▶ _STATED EXERCISE_: Reproduce the data below word for word, leaving out the pictures.

▶ _MATERIAL PROVIDED_:
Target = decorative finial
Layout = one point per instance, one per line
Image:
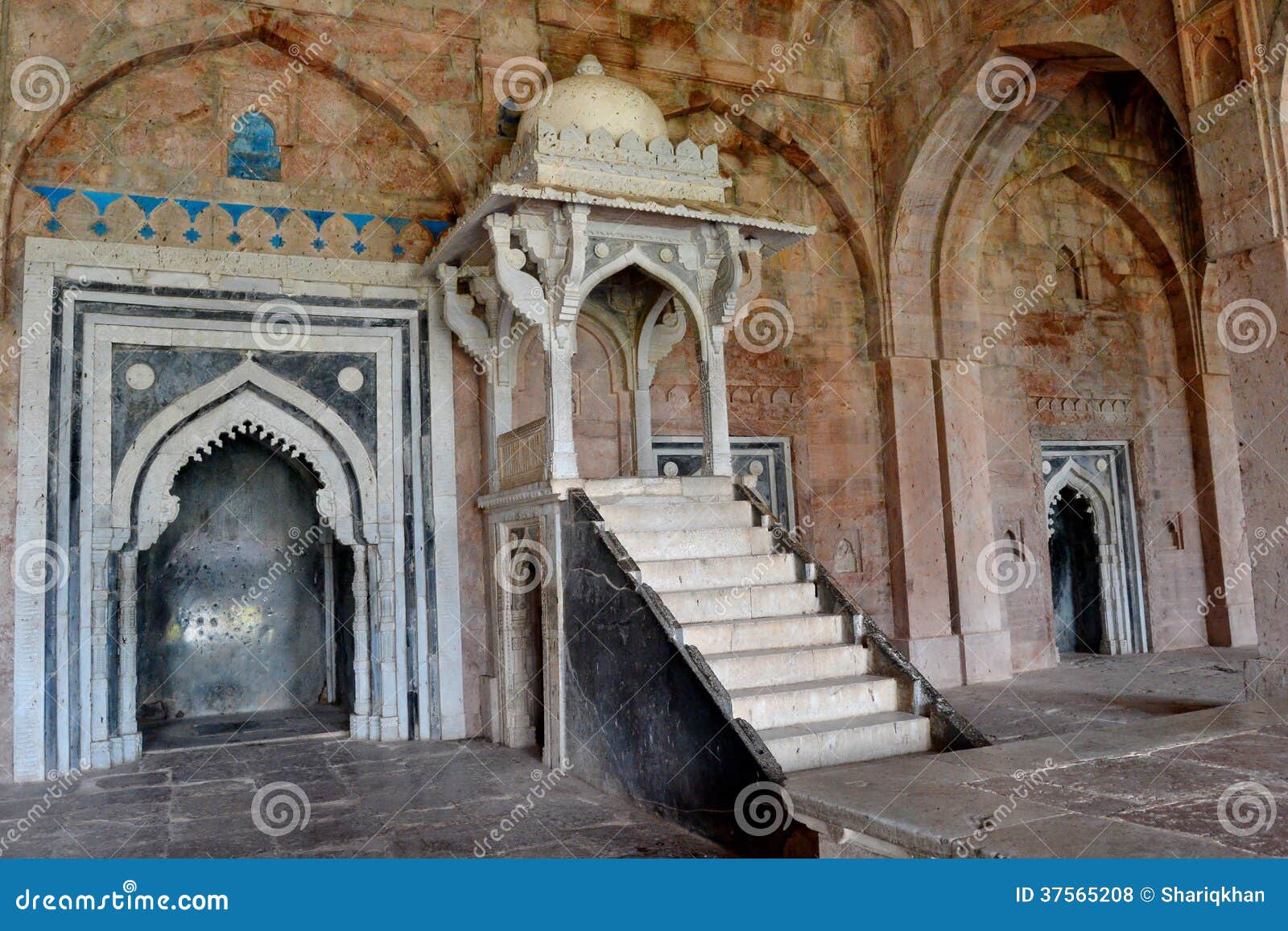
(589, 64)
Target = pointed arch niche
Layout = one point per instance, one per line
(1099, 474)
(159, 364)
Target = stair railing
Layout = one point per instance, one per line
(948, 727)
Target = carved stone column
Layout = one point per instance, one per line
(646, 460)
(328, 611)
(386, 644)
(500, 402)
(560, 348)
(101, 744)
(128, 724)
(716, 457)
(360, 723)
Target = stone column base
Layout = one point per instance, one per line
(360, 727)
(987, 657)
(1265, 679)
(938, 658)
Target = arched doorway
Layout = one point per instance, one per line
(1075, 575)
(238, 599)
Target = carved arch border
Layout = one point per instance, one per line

▶ _COMPLETE ANSWER_:
Target = decorative finial
Layout = one point per instance, one per line
Image:
(589, 64)
Target = pointed arch niche
Layout = one point per instance, one per line
(1099, 474)
(159, 364)
Target = stair railing
Layout = one point per instance, one per line
(948, 727)
Target = carved stone column
Layout = one point per instance, one per line
(646, 460)
(328, 611)
(386, 644)
(500, 402)
(560, 348)
(101, 744)
(128, 724)
(716, 457)
(360, 723)
Target = stone column base
Layout = one point per instance, one per line
(360, 727)
(987, 657)
(1265, 679)
(938, 658)
Target = arched doorway
Layout = one point per instance, one per line
(1075, 575)
(238, 599)
Target = carved arch border
Layout = one point per instance, one per line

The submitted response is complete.